> [Instructions for the task]: Nothing but the lines below between the line holding "215L598 87L531 64L454" and the line holding "The photo below is the one in question.", inclusive, should appear in the answer, each set down exactly.

Start of Data extracts

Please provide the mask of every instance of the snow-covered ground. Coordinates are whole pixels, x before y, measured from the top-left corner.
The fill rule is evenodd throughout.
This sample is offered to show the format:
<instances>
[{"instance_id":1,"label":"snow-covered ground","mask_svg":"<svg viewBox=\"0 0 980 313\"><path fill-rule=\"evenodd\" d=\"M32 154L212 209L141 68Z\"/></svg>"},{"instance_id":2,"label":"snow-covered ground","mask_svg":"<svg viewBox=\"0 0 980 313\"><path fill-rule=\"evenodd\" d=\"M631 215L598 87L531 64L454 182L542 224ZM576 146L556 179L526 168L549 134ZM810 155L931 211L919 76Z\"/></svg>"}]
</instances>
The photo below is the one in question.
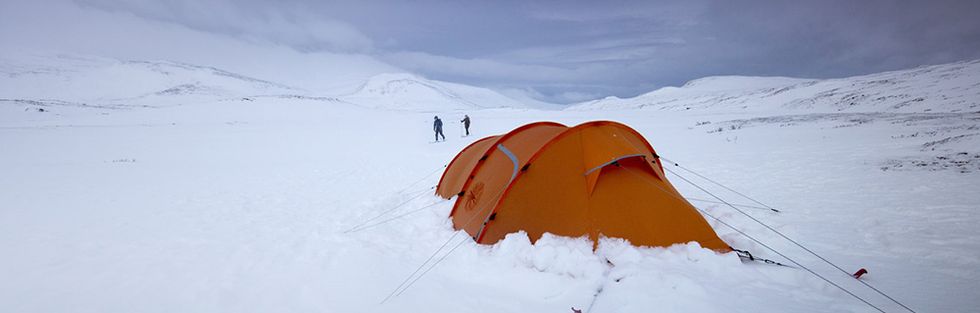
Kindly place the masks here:
<instances>
[{"instance_id":1,"label":"snow-covered ground","mask_svg":"<svg viewBox=\"0 0 980 313\"><path fill-rule=\"evenodd\" d=\"M847 270L867 268L863 279L917 312L980 307L976 62L946 65L961 67L959 85L937 83L929 89L936 98L900 109L888 109L890 102L840 110L776 100L757 108L750 100L762 96L738 86L809 83L776 78L756 88L745 81L752 79L715 78L712 85L727 87L711 90L736 95L717 105L695 96L670 109L565 111L439 109L418 103L437 94L415 83L390 90L407 90L398 99L418 102L390 110L381 100L357 103L390 95L378 88L363 98L312 95L207 67L97 63L104 62L139 73L168 68L178 74L166 77L185 78L148 79L160 83L119 89L132 91L131 100L113 102L123 97L99 93L109 87L16 94L9 84L32 76L7 70L0 77L0 311L873 311L804 270L742 263L696 244L636 248L607 239L593 252L576 238L545 237L532 246L514 234L482 246L453 236L452 203L429 188L462 147L532 121L600 119L631 125L664 157L781 209L746 208ZM195 75L221 92L155 93L202 77ZM820 98L822 89L803 90L823 83L799 87L794 99ZM924 78L913 83L929 85ZM954 87L957 93L949 91ZM435 90L459 90L443 88ZM838 103L844 96L824 98ZM934 102L943 96L960 102ZM460 137L463 114L474 121L473 136ZM447 122L445 143L430 143L432 115ZM710 199L669 178L685 196ZM411 214L345 232L405 201L375 221ZM694 203L885 311L902 311L731 208ZM709 222L734 247L786 263ZM447 242L461 244L380 303Z\"/></svg>"}]
</instances>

End of Data extracts

> [Task answer]:
[{"instance_id":1,"label":"snow-covered ground","mask_svg":"<svg viewBox=\"0 0 980 313\"><path fill-rule=\"evenodd\" d=\"M32 154L212 209L141 68Z\"/></svg>"},{"instance_id":2,"label":"snow-covered ground","mask_svg":"<svg viewBox=\"0 0 980 313\"><path fill-rule=\"evenodd\" d=\"M631 215L598 87L531 64L454 182L542 224ZM576 146L556 179L526 168L549 134ZM810 155L931 211L919 76Z\"/></svg>"}]
</instances>
The photo below is the one in question.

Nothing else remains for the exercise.